··· TEXTE EXTRAIT ···

Le revirement, des arrestations, des humiliations, des miettes.

Les trompettistes du nouveau monde estomaqués, en ont eu le souffle coupé ; avec eux, les médias cherchaient désespérément des porte-parole présentables avec qui trouver une sortie de crise, dissuader les Gilets Jaunes de se rendre une nouvelle fois à Paris, faire cesser les blocages aux ronds-points. Ils se préparèrent au pire, la peur avait changé de camp. Pour le 8 décembre, le dispositif policier fut renforcé.

A Paris, 8 000 CRS, des gendarmes, des blindés, des lances à eau, des fouilles et des arrestations préventives, des gaz lacrymogènes et des charges pour éviter tout regroupement et interdire l’accès aux Champs Elysées (1). Au Palais présidentiel, où Macron était confiné, 500 gardes républicains du 1er régiment d’infanterie, une centaine du groupe de sécurité du président, des snipers sur les toits et un hélico prêt à exfiltrer le « petit » chef d’e l’Etat. Autour du palais présidentiel, la bunkerisation du ministère de l’intérieur, de l’assemblée nationale, attestait de la paranoïa s’emparant de Macron et de ses sbires. Ils crurent même que les Gilets Jaunes étaient manipulés au point de désigner la Russie de Poutine et sa volonté de déstabiliser le petit tsar français ! Une enquête en ce sens fut déclenchée. De 7 à 22 heures, claquemurés, ils ont suivi ces évènements répressifs : 4 mains arrachées par des grenades, 3 manifestants éborgnés par des tirs de flash-ball, des manifestants matraqués, des photos reporters pris pour cibles, commotionnés, molestés. Bilan : 1 723 arrestations dont 1 082 à Paris, 904 gardes à vue pour… 278 personnes présentées à un juge pour comparution immédiate.

Quant aux lycéens qui ont rejoint le mouvement sur la base de leurs propres préoccupations, l’on retiendra la répression dont furent victimes ceux de Mantes-la-Jolie : cernés, gazés, terrorisés, à genoux, humiliés. Pour tous les autres, en particulier tous ces inorganisés, dont, pour beaucoup, c’était la 1ère ou la 2ème manifestation, ils furent sidérés par la violence exercée à leur rencontre. Il y eut certes parmi eux des provocateurs, quelques pillards. On retiendra surtout que la « longue et silencieuse accumulation de colère des déclassés par 30 ans de néolibéralisme, parachevée par 18 mois de guerre sociale à outrance  ont pu transformer des braves gens en enragés » (2)

···

> **TÂCHES À RÉALISER**
(a) Réécrivez le passage du texte sur les Gilets Jaunes qui commence par « Les trompettistes du » et se termine par « policier fut renforcé. », en remplaçant « blocages » par « barrages ».
(b) Relevez tous les termes par lesquels le texte sur les Gilets Jaunes décrit ce qu'ont subi les lycéens de Mantes-la-Jolie.

··· INFORMATIONS EXTRAITES ···

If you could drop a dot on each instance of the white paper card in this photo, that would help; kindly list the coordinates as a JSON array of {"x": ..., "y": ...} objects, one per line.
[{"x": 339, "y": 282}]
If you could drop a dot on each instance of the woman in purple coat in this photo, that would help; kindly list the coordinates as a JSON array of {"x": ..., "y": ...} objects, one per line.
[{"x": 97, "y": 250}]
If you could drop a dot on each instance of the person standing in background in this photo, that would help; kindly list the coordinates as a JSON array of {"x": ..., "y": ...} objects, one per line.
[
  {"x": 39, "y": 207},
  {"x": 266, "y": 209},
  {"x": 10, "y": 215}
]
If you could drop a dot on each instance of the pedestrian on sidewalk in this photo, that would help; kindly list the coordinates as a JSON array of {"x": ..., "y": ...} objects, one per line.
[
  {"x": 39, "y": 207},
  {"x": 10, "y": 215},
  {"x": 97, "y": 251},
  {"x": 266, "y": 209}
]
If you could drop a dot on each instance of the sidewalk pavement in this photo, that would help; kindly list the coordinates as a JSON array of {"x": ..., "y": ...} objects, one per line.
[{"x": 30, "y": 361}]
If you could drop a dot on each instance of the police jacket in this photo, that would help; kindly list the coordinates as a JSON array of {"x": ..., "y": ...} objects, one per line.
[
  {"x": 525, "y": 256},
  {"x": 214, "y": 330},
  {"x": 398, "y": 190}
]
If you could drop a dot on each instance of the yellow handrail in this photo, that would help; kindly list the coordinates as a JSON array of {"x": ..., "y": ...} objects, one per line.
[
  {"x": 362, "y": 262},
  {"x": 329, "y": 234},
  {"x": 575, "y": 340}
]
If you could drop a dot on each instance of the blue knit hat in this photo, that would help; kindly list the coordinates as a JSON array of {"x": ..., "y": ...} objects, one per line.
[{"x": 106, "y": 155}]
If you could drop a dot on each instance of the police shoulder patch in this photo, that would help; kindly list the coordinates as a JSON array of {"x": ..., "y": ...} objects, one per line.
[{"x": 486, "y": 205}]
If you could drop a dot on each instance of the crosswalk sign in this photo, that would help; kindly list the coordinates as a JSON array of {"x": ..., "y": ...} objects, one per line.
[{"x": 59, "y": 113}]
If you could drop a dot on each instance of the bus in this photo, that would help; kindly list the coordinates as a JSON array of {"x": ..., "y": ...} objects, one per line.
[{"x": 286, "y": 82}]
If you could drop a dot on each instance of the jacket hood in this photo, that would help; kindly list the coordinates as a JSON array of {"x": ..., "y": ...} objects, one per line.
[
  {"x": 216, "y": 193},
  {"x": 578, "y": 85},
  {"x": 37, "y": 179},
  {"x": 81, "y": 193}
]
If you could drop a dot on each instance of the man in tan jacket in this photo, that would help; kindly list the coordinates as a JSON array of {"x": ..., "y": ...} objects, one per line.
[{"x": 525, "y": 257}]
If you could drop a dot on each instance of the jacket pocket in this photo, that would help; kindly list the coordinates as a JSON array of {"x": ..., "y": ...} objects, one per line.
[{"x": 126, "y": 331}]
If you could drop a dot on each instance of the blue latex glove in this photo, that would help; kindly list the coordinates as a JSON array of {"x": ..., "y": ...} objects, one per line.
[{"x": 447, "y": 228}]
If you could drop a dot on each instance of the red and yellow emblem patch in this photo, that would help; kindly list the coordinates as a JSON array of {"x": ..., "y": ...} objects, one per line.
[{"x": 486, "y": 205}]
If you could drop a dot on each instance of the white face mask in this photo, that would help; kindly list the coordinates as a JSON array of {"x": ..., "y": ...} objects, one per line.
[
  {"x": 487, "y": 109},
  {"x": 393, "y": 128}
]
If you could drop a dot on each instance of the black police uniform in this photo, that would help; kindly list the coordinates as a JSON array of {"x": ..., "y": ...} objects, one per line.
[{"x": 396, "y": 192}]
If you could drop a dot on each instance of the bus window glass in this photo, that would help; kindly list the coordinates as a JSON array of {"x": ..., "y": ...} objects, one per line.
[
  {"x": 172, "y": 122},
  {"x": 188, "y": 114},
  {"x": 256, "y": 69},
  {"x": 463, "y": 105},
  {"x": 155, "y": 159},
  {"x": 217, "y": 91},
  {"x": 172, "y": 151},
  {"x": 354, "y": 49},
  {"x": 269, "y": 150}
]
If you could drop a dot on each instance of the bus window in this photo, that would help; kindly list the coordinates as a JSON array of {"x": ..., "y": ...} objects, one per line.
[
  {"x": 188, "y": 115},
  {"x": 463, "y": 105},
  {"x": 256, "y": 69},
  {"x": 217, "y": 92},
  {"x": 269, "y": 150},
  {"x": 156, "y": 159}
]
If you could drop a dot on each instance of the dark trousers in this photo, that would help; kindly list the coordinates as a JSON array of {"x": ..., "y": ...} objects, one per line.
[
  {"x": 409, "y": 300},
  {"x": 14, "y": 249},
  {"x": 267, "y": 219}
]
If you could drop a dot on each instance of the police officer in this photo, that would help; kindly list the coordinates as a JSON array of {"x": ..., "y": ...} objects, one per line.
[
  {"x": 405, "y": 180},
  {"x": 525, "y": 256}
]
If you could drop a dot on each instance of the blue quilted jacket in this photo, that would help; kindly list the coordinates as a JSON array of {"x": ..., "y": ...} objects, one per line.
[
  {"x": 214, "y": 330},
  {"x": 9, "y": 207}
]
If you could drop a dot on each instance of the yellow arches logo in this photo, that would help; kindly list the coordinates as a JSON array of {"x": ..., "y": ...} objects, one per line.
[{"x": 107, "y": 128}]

···
··· INFORMATIONS EXTRAITES ···

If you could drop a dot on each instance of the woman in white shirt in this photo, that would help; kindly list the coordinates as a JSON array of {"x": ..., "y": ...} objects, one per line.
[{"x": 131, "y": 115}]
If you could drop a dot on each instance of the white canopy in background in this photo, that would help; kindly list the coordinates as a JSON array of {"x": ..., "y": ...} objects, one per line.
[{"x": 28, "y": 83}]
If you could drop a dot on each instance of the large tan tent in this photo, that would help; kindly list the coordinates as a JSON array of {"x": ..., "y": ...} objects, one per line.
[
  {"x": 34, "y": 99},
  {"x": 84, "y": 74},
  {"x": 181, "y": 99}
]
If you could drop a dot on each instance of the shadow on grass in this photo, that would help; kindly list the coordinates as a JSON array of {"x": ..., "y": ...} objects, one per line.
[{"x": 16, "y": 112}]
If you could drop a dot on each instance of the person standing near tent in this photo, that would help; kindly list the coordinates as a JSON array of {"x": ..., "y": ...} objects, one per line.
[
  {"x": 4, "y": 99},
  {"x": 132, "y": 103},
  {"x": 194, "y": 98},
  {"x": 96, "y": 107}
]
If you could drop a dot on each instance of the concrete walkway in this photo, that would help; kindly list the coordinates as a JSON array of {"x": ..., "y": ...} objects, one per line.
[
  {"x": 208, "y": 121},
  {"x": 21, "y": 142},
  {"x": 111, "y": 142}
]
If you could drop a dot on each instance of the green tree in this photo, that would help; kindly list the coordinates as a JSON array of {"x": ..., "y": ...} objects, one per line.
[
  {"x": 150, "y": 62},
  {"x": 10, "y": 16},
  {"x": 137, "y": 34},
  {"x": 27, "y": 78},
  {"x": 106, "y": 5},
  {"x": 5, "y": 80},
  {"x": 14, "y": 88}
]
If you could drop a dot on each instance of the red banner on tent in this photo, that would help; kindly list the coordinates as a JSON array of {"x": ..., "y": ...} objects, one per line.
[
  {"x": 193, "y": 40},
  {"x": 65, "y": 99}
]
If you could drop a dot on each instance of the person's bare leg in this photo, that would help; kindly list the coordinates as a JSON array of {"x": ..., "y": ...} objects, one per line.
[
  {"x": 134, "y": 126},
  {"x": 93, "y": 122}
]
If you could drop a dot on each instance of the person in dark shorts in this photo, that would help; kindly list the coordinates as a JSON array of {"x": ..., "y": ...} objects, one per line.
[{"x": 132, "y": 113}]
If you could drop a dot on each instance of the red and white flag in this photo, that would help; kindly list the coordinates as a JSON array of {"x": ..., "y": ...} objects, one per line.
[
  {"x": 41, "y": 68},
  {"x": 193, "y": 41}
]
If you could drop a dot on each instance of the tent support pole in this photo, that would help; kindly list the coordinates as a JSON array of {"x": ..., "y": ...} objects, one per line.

···
··· INFORMATIONS EXTRAITES ···

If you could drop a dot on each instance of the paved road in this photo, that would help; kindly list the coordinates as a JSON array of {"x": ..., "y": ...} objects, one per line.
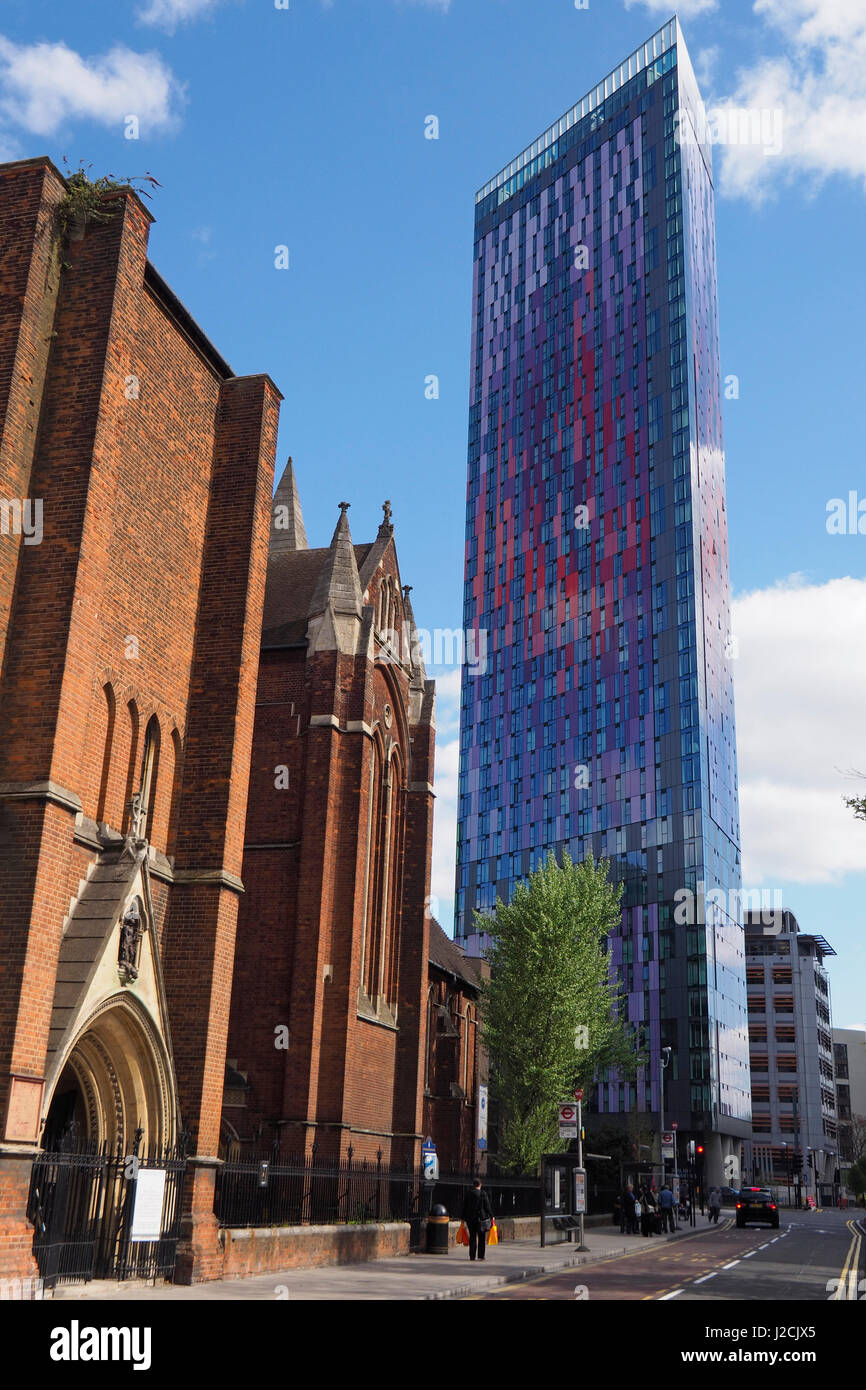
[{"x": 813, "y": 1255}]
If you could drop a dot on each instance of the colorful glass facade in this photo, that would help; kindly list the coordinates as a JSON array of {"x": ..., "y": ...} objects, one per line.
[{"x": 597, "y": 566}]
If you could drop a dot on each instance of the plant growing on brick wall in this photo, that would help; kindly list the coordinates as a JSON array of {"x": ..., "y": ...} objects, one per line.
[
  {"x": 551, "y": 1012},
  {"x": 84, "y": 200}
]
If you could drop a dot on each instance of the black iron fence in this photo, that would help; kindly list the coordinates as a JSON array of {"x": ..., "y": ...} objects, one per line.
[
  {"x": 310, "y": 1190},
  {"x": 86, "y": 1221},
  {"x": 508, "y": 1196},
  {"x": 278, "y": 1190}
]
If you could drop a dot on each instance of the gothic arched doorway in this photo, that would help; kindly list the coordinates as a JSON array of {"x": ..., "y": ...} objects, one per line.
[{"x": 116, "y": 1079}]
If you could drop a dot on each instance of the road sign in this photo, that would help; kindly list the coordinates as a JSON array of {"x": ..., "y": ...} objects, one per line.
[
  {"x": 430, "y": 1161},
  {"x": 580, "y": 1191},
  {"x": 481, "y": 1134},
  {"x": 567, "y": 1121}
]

···

> **LISTE DES SOLUTIONS**
(a)
Les trompettistes du nouveau monde estomaqués, en ont eu le souffle coupé ; avec eux, les médias cherchaient désespérément des porte-parole présentables avec qui trouver une sortie de crise, dissuader les Gilets Jaunes de se rendre une nouvelle fois à Paris, faire cesser les barrages aux ronds-points. Ils se préparèrent au pire, la peur avait changé de camp. Pour le 8 décembre, le dispositif policier fut renforcé.

(b) cernés, gazés, terrorisés, à genoux, humiliés